§ **TASK GOAL**: Copy the rows from the beginning through the line containing "[51,0,66,112]", renaming "crane cable" to "lifting cable" and leaving everything else unchanged. Omit the pictures from your copy.

§ **DATA SUPPLIED**:
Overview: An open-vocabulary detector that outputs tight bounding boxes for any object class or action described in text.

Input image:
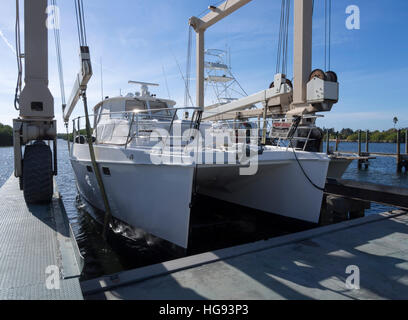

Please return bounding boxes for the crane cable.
[14,0,23,111]
[184,26,193,107]
[74,0,114,240]
[324,0,332,71]
[51,0,66,112]
[276,0,290,74]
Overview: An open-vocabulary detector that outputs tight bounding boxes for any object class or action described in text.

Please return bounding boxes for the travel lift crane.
[189,0,339,131]
[13,0,92,204]
[13,0,57,203]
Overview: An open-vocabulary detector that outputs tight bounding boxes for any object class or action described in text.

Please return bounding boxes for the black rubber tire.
[23,141,53,204]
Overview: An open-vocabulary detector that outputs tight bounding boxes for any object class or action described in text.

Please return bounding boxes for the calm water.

§ **TASK ANSWER**:
Overview: An open-vocabulary detector that outputs tight bounding boxes for any object class or action described in text.

Input image:

Please return bounding boxes for the lifting cable.
[14,0,23,111]
[184,26,193,107]
[74,0,114,240]
[324,0,332,71]
[51,0,66,112]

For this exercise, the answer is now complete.